• **EXERCISE AIM**: Please swap "operator seat" for "driver seat" in the material, starting at the line containing "Target: gravel road" and continuing through the end of the material. Give back only those lines, with nothing else altered.

━━━━━ SUPPLIED DATA ━━━━━

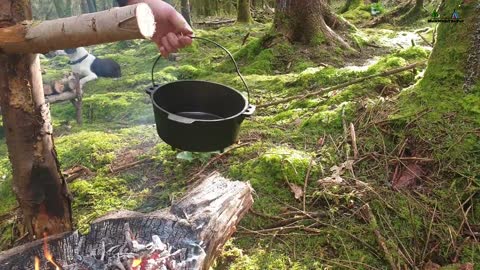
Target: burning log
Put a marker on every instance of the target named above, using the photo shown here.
(188, 235)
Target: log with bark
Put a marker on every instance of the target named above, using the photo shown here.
(129, 22)
(192, 232)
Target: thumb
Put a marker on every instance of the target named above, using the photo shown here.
(179, 23)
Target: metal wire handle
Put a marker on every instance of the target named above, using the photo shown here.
(221, 47)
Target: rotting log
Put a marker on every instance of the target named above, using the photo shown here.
(205, 217)
(129, 22)
(39, 186)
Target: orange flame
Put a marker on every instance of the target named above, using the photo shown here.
(136, 262)
(47, 253)
(37, 263)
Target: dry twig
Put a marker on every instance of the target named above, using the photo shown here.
(340, 86)
(367, 212)
(213, 160)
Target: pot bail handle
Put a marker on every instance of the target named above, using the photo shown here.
(221, 47)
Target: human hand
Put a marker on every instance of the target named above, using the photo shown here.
(172, 31)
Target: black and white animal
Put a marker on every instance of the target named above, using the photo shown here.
(90, 67)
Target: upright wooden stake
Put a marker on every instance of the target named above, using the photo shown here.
(38, 183)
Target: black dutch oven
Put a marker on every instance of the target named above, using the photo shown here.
(199, 116)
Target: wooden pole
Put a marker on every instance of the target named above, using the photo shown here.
(38, 183)
(125, 23)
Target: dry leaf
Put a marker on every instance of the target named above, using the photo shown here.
(337, 171)
(297, 190)
(408, 176)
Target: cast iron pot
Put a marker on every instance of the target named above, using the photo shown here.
(199, 116)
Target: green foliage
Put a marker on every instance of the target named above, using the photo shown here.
(357, 15)
(91, 149)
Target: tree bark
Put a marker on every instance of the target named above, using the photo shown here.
(243, 11)
(130, 22)
(92, 6)
(38, 183)
(186, 11)
(308, 20)
(60, 8)
(84, 6)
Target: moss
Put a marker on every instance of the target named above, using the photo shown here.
(91, 203)
(318, 39)
(7, 196)
(357, 16)
(184, 72)
(90, 149)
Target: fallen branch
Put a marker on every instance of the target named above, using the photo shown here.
(76, 172)
(424, 39)
(354, 141)
(60, 97)
(194, 177)
(216, 23)
(340, 86)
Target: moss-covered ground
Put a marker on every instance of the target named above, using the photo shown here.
(400, 121)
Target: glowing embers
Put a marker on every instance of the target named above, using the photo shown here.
(48, 256)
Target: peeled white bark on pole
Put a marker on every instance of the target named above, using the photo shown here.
(125, 23)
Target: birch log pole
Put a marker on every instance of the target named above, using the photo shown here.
(125, 23)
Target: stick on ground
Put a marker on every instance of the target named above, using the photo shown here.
(340, 86)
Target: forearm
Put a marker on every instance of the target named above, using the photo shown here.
(128, 2)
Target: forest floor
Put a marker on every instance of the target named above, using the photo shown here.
(339, 181)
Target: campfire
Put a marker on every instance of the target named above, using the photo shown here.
(186, 236)
(131, 254)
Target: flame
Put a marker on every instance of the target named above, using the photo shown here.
(48, 255)
(37, 263)
(136, 262)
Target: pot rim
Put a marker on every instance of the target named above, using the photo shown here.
(245, 108)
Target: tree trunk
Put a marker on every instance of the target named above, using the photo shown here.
(186, 11)
(351, 4)
(243, 9)
(84, 6)
(308, 21)
(92, 6)
(419, 4)
(60, 8)
(38, 183)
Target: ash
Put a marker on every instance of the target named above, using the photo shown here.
(133, 255)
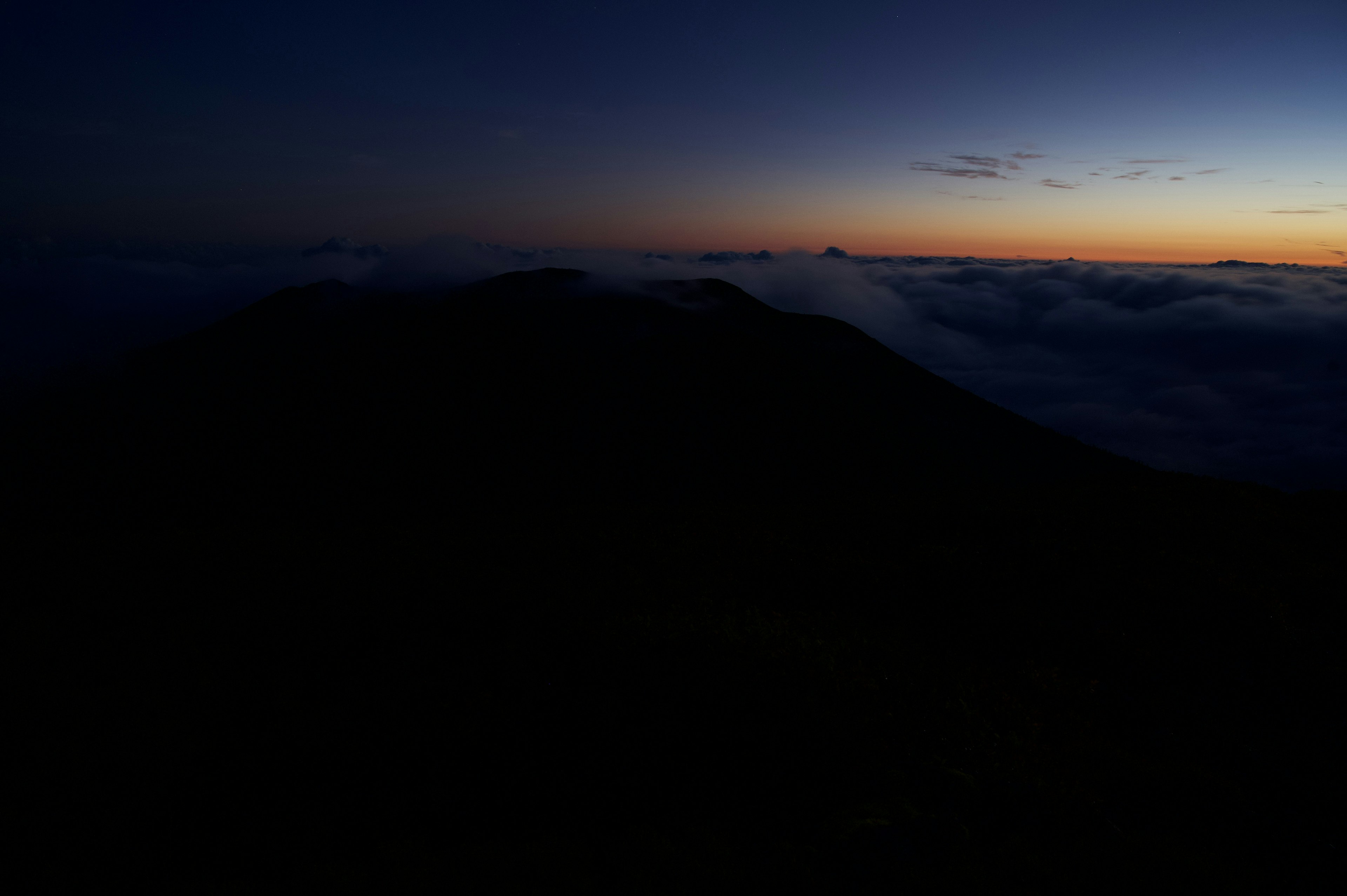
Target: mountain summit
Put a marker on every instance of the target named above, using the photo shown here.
(322, 402)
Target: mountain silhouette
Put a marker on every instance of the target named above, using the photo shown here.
(320, 401)
(551, 584)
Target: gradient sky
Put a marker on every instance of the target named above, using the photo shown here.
(1148, 131)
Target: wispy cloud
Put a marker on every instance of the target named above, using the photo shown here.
(950, 171)
(986, 161)
(985, 198)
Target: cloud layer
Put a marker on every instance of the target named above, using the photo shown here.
(1236, 371)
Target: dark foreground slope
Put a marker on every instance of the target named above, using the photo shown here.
(550, 587)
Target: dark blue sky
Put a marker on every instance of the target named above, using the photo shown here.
(736, 126)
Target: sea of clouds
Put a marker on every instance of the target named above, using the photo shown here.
(1233, 371)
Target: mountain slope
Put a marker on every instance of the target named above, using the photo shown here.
(561, 587)
(317, 401)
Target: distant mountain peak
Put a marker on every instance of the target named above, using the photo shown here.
(345, 246)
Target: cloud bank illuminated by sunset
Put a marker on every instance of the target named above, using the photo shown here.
(1043, 130)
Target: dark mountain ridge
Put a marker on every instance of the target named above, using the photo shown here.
(550, 584)
(542, 383)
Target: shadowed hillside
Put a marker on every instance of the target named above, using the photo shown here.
(551, 585)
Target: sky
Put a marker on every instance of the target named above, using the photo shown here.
(1150, 131)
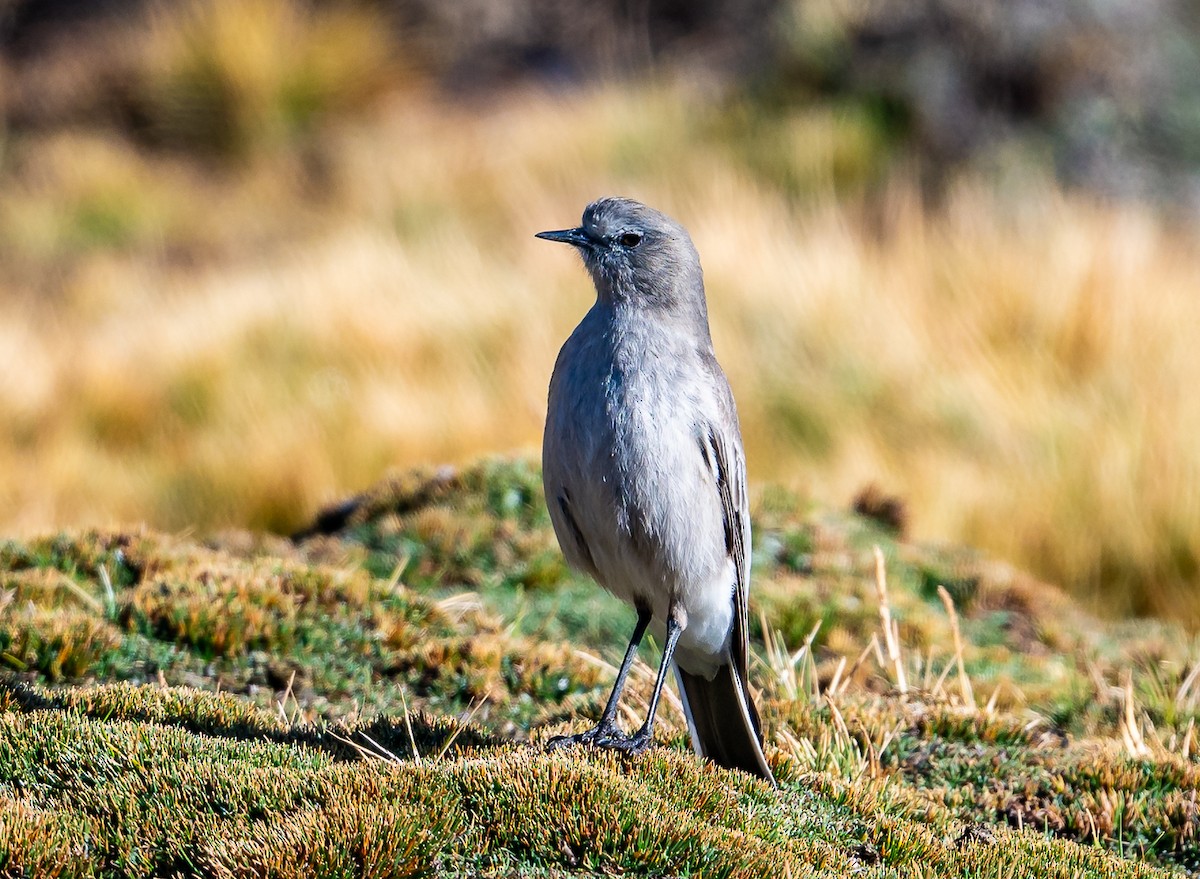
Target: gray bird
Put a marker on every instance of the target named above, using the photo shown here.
(645, 476)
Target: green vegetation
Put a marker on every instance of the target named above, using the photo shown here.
(371, 701)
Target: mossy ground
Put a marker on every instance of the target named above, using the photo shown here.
(371, 701)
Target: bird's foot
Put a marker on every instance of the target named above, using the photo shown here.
(605, 736)
(636, 743)
(601, 731)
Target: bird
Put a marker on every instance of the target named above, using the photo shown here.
(645, 477)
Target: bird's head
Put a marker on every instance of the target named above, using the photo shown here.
(637, 255)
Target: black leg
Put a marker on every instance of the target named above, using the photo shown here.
(606, 730)
(641, 740)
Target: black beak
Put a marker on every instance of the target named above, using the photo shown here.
(577, 238)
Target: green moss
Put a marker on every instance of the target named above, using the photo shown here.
(321, 730)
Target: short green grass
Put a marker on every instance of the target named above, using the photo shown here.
(372, 700)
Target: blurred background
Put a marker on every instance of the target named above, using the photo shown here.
(253, 253)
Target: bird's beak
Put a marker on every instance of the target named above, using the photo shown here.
(577, 238)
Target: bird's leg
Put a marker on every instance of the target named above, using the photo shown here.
(641, 740)
(606, 729)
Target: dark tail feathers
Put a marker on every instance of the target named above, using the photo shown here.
(724, 722)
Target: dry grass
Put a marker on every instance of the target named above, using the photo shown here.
(241, 347)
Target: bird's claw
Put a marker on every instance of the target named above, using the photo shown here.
(607, 737)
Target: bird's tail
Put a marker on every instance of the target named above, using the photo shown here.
(723, 721)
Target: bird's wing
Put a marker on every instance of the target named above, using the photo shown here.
(730, 471)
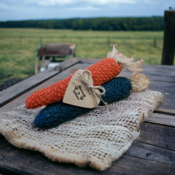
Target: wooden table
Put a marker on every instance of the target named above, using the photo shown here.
(152, 153)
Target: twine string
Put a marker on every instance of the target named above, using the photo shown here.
(91, 89)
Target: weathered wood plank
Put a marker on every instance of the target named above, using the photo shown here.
(158, 135)
(31, 82)
(150, 152)
(21, 100)
(164, 87)
(161, 119)
(31, 162)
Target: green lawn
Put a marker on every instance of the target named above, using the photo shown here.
(18, 47)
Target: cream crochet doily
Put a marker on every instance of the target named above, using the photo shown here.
(95, 139)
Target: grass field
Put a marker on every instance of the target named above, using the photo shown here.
(18, 47)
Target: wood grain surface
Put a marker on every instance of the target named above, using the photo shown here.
(152, 153)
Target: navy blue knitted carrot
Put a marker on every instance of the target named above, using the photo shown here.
(54, 114)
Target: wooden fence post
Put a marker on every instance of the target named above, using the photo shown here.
(169, 38)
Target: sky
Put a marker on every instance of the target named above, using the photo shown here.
(58, 9)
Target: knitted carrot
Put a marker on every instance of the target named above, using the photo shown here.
(103, 71)
(117, 89)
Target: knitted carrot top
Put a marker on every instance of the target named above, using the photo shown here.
(117, 89)
(103, 71)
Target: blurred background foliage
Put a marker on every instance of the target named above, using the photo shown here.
(124, 24)
(18, 47)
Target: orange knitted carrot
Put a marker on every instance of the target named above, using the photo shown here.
(103, 71)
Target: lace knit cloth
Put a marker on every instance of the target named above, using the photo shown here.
(95, 139)
(54, 114)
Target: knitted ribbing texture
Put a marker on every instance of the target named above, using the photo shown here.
(102, 72)
(54, 114)
(95, 139)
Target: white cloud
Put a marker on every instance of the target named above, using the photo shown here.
(85, 8)
(3, 6)
(69, 2)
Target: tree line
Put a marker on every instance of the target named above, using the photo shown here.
(123, 24)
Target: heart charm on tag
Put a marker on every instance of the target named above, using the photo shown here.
(77, 94)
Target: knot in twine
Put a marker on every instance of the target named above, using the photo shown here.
(91, 88)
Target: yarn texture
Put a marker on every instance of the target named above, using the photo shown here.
(54, 114)
(102, 72)
(95, 139)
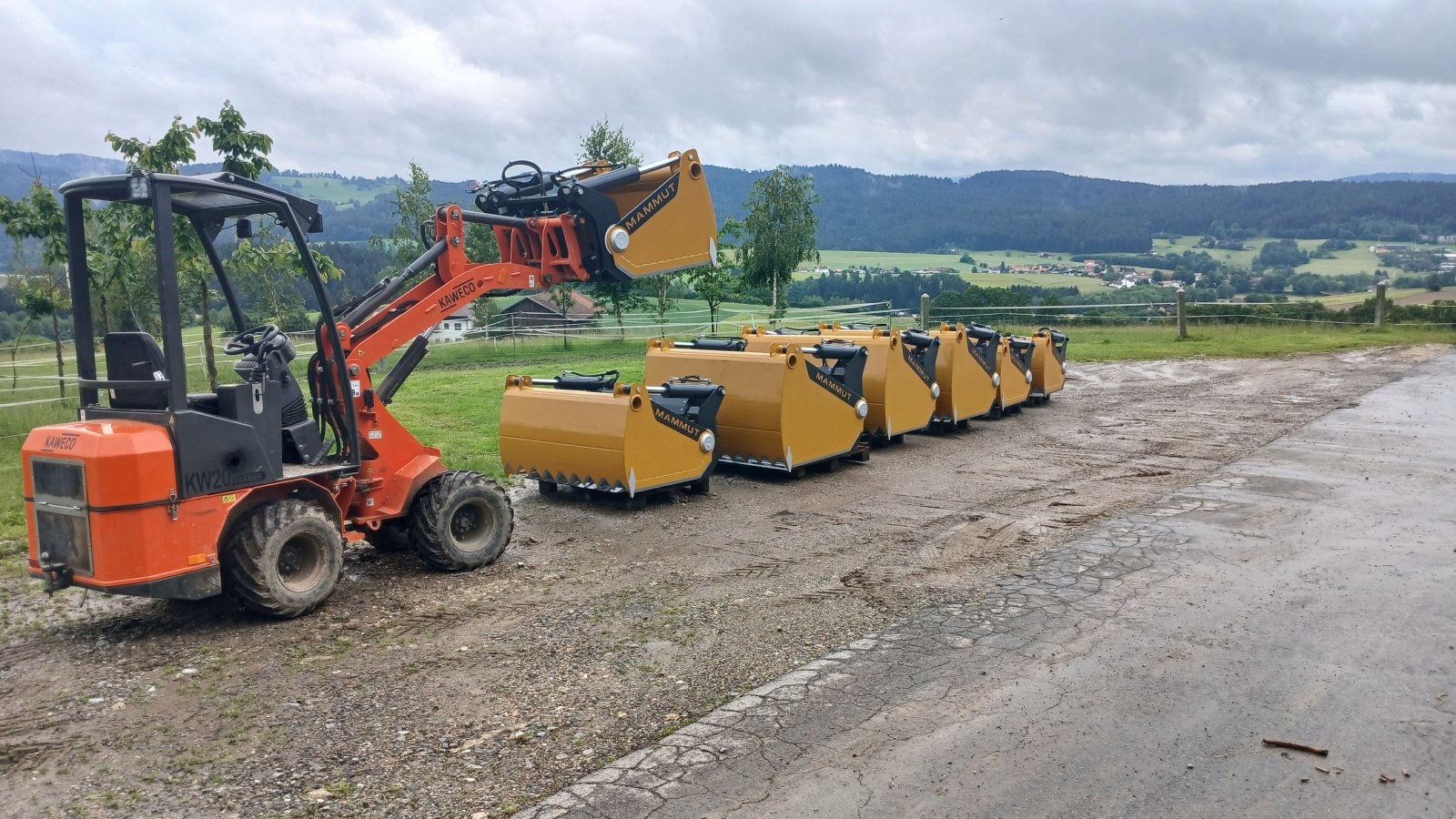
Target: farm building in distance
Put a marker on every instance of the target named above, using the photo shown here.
(455, 327)
(538, 312)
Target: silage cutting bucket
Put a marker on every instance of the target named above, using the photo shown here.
(597, 435)
(966, 370)
(1014, 368)
(786, 407)
(1048, 363)
(899, 375)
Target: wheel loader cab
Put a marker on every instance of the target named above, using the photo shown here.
(159, 475)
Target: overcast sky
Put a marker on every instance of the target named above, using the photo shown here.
(1157, 91)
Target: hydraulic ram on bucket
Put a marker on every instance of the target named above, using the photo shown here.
(966, 370)
(594, 433)
(1048, 363)
(1014, 369)
(783, 410)
(899, 375)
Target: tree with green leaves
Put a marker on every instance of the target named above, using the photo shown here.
(562, 296)
(167, 155)
(778, 232)
(619, 298)
(244, 152)
(414, 206)
(662, 290)
(715, 281)
(602, 143)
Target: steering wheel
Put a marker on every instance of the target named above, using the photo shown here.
(252, 339)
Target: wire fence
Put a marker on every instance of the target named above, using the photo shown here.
(34, 373)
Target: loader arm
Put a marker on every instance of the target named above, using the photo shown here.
(590, 223)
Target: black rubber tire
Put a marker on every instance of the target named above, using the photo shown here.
(284, 559)
(392, 535)
(460, 521)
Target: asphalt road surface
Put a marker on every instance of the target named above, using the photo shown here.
(1303, 593)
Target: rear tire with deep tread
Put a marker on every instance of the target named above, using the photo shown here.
(284, 559)
(460, 521)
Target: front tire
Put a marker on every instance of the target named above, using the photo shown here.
(460, 521)
(284, 559)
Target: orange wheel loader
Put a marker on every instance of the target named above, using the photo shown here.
(254, 487)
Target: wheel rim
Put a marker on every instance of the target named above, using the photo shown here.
(472, 525)
(302, 562)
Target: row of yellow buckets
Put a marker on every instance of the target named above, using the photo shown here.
(779, 399)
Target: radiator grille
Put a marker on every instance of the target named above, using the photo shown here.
(62, 516)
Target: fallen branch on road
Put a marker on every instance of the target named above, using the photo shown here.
(1298, 746)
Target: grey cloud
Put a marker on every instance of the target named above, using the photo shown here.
(1152, 91)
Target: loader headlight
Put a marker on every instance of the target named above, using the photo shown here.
(619, 239)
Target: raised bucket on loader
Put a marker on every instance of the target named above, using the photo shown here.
(1048, 363)
(786, 407)
(899, 375)
(1014, 369)
(590, 431)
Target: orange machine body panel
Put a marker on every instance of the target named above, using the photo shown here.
(111, 487)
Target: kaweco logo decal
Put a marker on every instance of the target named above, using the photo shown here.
(65, 440)
(915, 363)
(449, 300)
(650, 206)
(822, 378)
(677, 423)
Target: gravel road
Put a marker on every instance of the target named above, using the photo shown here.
(424, 694)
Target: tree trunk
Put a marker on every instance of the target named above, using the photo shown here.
(15, 372)
(106, 314)
(60, 358)
(207, 336)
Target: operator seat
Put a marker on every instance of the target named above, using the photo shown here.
(135, 356)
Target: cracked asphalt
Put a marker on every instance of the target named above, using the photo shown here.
(1307, 593)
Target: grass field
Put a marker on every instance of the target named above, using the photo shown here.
(1358, 259)
(1400, 296)
(331, 189)
(839, 259)
(453, 401)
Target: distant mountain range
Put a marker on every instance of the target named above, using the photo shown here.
(1401, 178)
(1033, 210)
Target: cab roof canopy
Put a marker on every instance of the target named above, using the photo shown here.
(206, 197)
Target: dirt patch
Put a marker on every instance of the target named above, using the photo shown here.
(424, 694)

━━━━━

• **RESPONSE FOR THIS EXERCISE**:
Target: gravel road
Put a marker on every instance of the target named above, using the photo shown here.
(424, 694)
Target: tree trunk
Put a marker on every instance of the target named above, using the photo shown here.
(15, 372)
(106, 314)
(60, 358)
(207, 336)
Target: driver seat
Put a marker on every instance of the target named above, using the photo shown here.
(135, 356)
Target: cracked asphalt
Put a marker on every instance of the target named above, using the photo shown here.
(1307, 593)
Target: grass field
Put a marker on every instance of the target named above, using the photo shown here.
(1358, 259)
(1400, 296)
(331, 189)
(839, 259)
(453, 401)
Target: distant mountain range
Put a marker on every instance of the target named above, using the photo shown here.
(1401, 178)
(1033, 210)
Target: cab roof canopy
Put a marker on every instance of the target named above, using the photo shown here.
(206, 197)
Target: dirt patch
Put a marker on every instance of the target named above, using the photo shown here.
(424, 694)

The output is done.